◆ **WHAT YOU SHOULD DO**:
State how many lines in the listing below contain the string "shorts", matching case exactly. Give only the number.

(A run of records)
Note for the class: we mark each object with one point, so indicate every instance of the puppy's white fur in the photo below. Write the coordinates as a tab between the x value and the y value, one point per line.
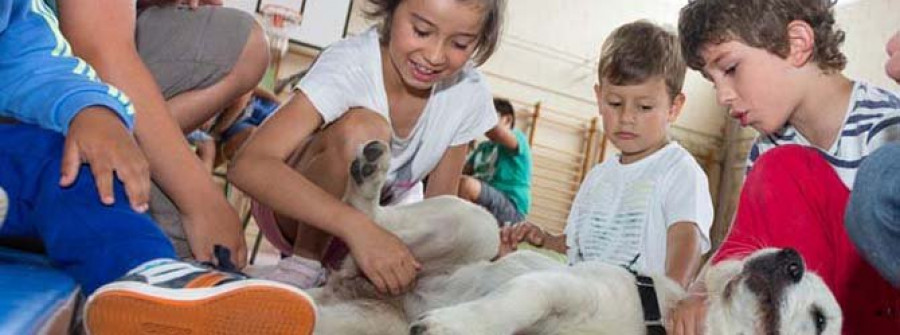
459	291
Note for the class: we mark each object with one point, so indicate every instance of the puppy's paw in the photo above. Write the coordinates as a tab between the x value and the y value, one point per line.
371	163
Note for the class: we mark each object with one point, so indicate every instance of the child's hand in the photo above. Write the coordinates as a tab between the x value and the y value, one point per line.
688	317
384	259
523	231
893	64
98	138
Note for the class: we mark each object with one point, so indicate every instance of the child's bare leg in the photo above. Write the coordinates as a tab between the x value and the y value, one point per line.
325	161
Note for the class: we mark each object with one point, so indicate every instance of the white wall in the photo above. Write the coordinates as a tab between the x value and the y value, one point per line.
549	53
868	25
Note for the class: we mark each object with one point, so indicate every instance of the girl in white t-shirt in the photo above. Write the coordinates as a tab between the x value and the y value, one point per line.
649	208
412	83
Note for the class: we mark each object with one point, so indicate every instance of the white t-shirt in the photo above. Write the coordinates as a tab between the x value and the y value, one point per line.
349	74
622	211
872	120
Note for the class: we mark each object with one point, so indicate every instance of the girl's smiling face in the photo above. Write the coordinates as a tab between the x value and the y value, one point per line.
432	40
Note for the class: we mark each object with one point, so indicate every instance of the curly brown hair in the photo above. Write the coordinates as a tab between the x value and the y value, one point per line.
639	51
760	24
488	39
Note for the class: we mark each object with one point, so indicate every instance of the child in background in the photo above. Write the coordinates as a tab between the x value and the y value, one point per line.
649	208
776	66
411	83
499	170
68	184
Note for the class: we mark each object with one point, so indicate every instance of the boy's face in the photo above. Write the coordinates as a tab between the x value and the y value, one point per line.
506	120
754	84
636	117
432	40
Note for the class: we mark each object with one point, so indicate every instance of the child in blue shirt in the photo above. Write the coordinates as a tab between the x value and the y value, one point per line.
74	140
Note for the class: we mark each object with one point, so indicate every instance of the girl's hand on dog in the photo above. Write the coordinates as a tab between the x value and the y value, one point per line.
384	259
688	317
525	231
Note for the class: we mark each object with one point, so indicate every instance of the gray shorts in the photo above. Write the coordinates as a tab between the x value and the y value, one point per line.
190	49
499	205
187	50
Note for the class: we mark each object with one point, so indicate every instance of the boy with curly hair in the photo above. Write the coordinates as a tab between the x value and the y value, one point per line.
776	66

...

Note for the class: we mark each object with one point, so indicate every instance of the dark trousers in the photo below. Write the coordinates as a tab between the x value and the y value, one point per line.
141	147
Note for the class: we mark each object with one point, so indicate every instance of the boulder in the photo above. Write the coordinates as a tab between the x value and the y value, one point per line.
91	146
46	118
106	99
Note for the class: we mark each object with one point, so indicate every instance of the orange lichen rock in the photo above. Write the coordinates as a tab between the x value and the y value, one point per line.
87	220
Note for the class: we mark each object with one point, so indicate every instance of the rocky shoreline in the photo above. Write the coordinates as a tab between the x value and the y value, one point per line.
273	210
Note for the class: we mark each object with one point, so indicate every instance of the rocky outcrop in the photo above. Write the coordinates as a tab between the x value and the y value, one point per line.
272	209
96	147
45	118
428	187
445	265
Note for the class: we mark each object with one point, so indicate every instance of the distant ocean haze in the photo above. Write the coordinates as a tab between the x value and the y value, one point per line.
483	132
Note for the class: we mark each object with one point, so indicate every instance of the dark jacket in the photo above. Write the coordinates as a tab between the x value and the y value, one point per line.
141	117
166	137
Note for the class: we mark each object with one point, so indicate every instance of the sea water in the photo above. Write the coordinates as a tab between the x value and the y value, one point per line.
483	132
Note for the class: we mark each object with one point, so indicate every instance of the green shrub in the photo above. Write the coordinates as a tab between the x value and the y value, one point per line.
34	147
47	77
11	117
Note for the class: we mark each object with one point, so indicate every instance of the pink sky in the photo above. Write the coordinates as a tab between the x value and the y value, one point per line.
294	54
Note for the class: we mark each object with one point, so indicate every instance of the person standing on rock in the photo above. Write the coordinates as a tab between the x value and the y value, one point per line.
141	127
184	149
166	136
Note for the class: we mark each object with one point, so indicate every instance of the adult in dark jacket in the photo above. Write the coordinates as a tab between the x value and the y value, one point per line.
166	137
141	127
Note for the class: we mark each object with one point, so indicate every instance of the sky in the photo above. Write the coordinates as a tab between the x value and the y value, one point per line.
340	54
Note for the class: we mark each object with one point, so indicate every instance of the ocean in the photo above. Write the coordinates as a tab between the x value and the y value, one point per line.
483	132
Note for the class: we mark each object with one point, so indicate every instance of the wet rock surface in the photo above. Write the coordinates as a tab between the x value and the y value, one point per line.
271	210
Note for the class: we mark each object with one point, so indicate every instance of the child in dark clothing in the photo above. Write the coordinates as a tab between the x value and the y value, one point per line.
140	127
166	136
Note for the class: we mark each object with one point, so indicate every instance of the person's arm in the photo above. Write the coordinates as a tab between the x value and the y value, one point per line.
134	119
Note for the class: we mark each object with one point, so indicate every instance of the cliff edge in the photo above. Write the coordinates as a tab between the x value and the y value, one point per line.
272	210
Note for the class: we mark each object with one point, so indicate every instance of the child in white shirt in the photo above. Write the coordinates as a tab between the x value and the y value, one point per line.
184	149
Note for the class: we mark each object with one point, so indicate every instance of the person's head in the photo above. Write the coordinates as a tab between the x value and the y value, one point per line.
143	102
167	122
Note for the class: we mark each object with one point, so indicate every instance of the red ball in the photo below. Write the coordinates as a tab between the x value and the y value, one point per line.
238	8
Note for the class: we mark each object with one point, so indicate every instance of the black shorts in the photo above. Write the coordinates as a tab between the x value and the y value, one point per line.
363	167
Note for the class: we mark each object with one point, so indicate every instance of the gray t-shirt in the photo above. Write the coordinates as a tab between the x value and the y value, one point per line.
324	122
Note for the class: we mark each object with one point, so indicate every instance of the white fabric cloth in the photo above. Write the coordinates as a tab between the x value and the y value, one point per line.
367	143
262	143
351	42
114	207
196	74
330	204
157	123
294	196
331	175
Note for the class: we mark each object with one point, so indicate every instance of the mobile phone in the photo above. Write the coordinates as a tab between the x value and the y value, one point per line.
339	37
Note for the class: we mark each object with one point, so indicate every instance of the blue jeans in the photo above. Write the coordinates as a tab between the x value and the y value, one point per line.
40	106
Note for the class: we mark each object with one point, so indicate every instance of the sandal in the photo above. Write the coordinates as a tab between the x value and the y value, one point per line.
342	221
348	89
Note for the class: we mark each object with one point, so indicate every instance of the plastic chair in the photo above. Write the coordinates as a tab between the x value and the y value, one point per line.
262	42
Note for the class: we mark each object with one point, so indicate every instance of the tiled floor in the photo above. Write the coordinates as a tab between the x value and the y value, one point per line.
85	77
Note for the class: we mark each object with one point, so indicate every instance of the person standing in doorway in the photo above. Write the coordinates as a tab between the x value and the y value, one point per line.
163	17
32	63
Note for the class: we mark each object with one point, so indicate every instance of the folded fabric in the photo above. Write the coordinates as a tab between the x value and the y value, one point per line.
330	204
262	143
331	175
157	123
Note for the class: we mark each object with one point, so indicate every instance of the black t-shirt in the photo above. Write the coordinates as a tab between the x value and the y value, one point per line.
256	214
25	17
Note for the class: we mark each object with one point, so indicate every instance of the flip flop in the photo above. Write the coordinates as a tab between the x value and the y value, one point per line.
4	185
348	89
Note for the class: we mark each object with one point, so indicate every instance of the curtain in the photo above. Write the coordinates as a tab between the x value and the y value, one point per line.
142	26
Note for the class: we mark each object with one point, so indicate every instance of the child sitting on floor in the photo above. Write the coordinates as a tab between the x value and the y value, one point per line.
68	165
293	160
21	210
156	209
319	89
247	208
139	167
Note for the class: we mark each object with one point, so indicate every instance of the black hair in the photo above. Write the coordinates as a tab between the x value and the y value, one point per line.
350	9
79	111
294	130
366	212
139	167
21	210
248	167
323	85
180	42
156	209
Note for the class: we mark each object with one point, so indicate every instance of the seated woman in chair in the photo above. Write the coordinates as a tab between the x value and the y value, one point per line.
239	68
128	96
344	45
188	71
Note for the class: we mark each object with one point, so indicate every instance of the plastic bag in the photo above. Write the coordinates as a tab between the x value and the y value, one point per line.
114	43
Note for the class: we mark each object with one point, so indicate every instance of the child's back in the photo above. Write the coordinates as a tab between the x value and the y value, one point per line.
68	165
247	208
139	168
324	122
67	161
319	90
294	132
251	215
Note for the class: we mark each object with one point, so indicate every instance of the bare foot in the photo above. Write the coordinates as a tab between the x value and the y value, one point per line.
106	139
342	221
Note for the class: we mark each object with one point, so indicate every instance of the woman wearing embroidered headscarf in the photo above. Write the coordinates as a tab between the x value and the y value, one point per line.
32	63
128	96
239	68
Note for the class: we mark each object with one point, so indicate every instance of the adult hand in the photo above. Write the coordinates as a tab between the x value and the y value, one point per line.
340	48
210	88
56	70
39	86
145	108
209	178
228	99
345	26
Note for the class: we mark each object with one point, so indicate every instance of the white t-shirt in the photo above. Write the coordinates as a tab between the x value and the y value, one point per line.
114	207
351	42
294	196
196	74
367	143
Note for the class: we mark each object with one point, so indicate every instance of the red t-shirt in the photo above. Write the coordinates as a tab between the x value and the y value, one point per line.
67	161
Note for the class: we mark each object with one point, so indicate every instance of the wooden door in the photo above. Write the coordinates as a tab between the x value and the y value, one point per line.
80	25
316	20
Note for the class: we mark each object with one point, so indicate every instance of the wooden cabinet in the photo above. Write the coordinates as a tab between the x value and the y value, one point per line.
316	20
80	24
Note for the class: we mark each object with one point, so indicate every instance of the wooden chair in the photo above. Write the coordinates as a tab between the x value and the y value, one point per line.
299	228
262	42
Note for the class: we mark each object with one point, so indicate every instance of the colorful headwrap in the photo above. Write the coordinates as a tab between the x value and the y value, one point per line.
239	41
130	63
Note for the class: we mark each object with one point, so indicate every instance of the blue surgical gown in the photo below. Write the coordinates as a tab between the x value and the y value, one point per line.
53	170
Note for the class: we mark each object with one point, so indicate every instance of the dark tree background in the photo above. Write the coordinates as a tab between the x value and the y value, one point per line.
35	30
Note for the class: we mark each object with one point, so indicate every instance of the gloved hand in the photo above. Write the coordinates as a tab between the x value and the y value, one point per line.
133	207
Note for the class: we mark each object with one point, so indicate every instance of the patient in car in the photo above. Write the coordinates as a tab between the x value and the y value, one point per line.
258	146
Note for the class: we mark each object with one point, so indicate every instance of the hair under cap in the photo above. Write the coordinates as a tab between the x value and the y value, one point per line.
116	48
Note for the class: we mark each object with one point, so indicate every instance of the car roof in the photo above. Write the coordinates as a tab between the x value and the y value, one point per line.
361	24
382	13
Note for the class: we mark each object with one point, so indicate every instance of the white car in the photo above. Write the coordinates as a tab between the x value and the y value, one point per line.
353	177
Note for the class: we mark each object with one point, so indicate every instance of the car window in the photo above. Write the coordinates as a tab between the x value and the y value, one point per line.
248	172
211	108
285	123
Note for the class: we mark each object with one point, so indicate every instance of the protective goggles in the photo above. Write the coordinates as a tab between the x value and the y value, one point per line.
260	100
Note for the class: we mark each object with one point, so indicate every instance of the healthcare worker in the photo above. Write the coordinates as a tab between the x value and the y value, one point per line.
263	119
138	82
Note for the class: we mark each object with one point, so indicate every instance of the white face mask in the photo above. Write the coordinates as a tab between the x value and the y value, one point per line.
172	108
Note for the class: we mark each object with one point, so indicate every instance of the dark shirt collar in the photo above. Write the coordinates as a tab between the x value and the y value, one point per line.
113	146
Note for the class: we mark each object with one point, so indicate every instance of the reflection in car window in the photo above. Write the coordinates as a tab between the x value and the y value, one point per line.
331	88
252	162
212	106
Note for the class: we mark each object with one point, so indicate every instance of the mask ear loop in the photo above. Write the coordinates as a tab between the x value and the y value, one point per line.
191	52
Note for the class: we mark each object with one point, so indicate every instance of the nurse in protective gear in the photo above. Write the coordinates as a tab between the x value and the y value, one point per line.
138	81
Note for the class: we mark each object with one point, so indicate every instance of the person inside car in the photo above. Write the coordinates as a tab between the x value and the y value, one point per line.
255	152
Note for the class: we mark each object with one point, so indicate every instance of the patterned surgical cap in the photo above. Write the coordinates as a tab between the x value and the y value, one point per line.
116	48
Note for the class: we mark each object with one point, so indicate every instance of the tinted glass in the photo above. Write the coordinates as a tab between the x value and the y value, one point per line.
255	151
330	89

...

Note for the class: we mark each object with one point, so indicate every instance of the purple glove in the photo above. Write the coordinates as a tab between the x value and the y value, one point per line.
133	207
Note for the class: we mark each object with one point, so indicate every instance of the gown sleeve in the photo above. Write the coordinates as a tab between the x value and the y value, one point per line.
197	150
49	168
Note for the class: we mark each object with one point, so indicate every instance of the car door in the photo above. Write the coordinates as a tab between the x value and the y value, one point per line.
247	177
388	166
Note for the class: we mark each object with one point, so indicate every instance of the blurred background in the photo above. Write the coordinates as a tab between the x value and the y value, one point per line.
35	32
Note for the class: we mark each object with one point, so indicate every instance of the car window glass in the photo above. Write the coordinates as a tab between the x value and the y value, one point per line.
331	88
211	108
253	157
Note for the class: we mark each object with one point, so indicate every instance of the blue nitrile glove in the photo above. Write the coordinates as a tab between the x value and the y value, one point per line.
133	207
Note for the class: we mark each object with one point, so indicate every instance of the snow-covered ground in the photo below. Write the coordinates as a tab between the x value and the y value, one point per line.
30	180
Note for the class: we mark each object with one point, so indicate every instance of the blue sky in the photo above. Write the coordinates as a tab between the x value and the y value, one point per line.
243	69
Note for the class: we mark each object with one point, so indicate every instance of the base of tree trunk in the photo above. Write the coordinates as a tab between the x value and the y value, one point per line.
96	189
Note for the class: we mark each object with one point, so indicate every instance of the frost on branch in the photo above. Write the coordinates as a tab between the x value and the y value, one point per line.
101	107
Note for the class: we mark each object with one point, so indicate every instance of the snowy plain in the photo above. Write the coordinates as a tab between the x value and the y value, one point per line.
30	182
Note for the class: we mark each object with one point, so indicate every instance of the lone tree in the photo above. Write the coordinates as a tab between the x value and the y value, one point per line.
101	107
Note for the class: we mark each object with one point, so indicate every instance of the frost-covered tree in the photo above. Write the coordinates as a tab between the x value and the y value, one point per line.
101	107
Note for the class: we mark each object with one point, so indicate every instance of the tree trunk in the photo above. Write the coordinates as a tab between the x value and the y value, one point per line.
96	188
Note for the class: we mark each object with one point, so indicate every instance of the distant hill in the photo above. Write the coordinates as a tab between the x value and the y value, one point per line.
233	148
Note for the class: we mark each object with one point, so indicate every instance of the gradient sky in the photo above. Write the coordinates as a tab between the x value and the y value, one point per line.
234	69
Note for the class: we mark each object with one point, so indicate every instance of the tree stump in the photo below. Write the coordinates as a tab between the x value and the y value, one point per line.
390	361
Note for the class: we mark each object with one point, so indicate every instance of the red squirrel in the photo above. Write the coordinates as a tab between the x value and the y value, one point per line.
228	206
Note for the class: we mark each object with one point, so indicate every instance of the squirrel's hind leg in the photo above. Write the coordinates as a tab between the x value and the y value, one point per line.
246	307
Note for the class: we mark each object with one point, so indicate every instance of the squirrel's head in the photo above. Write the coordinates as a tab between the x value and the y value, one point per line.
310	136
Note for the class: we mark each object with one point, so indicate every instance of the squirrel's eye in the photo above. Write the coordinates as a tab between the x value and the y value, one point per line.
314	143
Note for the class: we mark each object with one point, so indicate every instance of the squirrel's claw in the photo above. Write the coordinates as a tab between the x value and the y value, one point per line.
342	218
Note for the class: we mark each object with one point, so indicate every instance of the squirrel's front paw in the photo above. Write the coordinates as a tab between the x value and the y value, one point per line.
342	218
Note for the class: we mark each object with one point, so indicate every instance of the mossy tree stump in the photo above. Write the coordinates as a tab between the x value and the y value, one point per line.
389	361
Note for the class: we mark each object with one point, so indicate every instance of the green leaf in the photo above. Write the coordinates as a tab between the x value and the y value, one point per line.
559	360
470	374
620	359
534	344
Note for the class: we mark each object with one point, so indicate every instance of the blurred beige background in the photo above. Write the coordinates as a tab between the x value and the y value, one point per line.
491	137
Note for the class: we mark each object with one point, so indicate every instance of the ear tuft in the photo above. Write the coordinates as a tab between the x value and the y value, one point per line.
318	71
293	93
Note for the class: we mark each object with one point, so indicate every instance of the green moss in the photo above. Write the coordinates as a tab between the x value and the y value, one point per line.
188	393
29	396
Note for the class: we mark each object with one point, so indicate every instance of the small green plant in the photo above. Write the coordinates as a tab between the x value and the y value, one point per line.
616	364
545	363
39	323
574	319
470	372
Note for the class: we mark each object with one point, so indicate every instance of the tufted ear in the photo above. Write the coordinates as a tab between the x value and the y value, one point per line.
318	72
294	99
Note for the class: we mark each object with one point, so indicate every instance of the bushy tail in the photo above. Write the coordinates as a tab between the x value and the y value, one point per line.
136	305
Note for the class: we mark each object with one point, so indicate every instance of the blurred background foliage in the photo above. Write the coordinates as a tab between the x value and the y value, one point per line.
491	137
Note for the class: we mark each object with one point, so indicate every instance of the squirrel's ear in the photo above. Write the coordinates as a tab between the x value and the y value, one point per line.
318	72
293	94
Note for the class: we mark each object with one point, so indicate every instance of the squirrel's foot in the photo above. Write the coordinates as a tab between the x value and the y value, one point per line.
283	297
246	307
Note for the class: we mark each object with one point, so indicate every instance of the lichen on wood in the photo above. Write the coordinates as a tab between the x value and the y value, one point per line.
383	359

◆ **TASK RESULT**:
2